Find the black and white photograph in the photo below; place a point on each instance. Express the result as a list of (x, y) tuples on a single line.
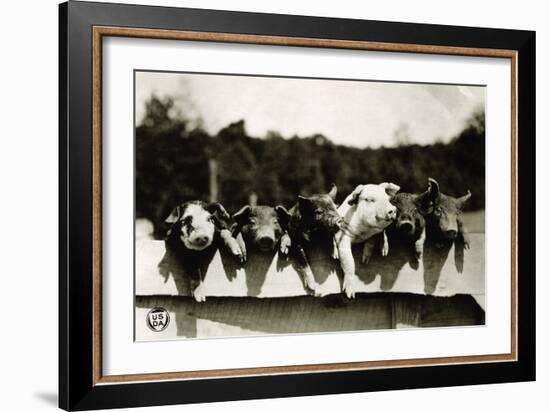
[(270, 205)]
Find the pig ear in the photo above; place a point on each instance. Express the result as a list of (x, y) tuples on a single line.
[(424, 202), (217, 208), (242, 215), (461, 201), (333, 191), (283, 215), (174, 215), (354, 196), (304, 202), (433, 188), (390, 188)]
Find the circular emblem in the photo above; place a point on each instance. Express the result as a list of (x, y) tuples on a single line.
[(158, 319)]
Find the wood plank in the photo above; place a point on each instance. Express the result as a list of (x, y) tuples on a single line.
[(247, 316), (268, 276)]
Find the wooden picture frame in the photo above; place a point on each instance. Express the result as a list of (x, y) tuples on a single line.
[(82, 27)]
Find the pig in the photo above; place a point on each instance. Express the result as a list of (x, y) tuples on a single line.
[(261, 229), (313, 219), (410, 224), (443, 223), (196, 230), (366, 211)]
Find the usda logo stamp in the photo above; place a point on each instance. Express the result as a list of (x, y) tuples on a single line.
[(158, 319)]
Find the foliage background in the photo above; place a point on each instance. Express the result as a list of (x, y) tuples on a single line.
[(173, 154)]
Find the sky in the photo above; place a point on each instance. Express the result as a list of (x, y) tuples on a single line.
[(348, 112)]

> What the task requires: Rescale all the data above by writing out every line again, with each x and y coordinate in the answers multiplied by 0.65 and rounded to a whole number (halves round up), and all other text left unchanged. Omit the pictures from your answer.

> Task result:
Find the black and white photograph in the photo below; place a point on each instance. Express the result as a list of (x, y) tuples on a single line.
[(176, 133)]
Find the pig ear in the photo above; place a point on each instance. Express the result as a list of (x, y) tuples on a single line.
[(276, 131), (141, 135), (157, 140), (300, 131), (216, 124), (184, 140), (113, 140), (230, 127), (198, 131), (281, 122), (254, 122)]
Find the circular emblem in the photo above; place a point on each instance. Express the result as a list of (x, y) tuples on a single line.
[(103, 207)]
Find the wood plank in the photo above; place a point on each instance. Express the result as a list of (x, y) tuples on a single line.
[(161, 205), (174, 179)]
Find the wooden picture frame in the photo above; place a point on each instance. Express the result as a list of (x, y) tuples on a single line.
[(53, 18)]
Find the pig in the photo above; place a point on each instance. Express the result as a list of (x, y) tuples on a single line.
[(170, 149), (203, 142), (267, 146), (288, 145), (127, 150), (238, 137)]
Find the usda logo stamp in the photo above; place a point on each instance. Express the result as a list of (x, y) tuples on a single line.
[(103, 207)]
Find the foliage background in the photo above; place a point on each instance. Express the result as a list of (x, y) tuples on a single line.
[(112, 100)]
Find the sky in the photo above; place a point on each instance. Express the result as a list of (x, y) tuples on a single line.
[(226, 73)]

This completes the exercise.